## [Schriftliche Aufgabe 1]
In welchem Jahr wurde die „Ländliche Idylle“ laut dem Seitentext über Böhringers Gemälde erworben?
## [Schriftliche Aufgabe 2]
Führen Sie den Seitentext über Böhringers Gemälde im Anschluss an die Bildunterschrift fort.

## [Seitentext]
Ansichtssache: Über das Gemälde “Ländliche Idylle” von Volker Böhringer

Ende November 2021 besuchte ich endlich mal wieder das Städel-Museum in Frankfurt am Main.  Die hochkarätige Dauerausstellung wurde in den letzten Jahrzehnten kontinuierlich erweitert. Ein Gemälde fiel mir besonders auf, das im Jahre 2009 erworben wurde: Es ist die Ländliche Idylle (1935) von Volker Böhringer (1912-1961). Bedauerlicherweise ist Böhringer laut dem Städel-Museum „nur noch Spezialisten ein Begriff“ und bekam erst ein Jahr vor seinem Tod eine Einzelausstellung zugesprochen, wie man der Wikipedia entnehmen kann. Insofern lohnt sich ein genauer Blick auf dieses besondere Kunstwerk:

Volker Böhringer: "Ländliche Idylle"
Volker Böhringer: “Ländliche Idylle”, Tempera auf Öl auf Pappe, 1935; Städel Museum, Frankfurt am Main, Eigentum des Städelschen Museums-Vereins e.V.

## [Material]
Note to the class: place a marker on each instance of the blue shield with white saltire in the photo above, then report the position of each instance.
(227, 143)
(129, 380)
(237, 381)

## [Erwartete Antwort 1]
Im Jahr 2009.

## [Erwartete Antwort 2]
Als ich am 04.01.2022 vom Kloster Engelberg aus eine vergleichbare, leider in Regenwolken gehüllte Landschaftsformation in Churfranken betrachtete, nämlich das Maintal bei Miltenberg, hat sich das Gemälde noch stärker in meiner inneren Anschauung einen Platz verschafft. Die im Bild gezeigte Idylle ist sicher nicht romantisiert, wie es die klassische Idylle vermag, und gerade deswegen ist es für mich so nahbar. Böhringer hat seine Heimat als urbar gemachte Kulturlandschaft – das Neckartal bei Esslingen – auf eine ganz besondere Weise eingefangen. Sie berührt mich wohl deswegen, weil hier keine unberührte Natur  auf mich einwirkt. Das gesamte Hügelland scheint vom Menschen heimgesucht, wobei Heimsuchung hier auf keine Katastrophen hindeutet, sondern auf den Versuch, in klaren Strukturen sich Flächen verfügbar zu machen und nichts dem Lauf der Dinge zu überlassen. Mir fällt hierzu das Stichwort „Landnahme“ ein. Selbst der blühende Boden scheint zweckgebunden, und sei es nur aus dem Grund, sich bewusst an der Schönheit der Blüten in einem definierten Bereich erfreuen zu wollen.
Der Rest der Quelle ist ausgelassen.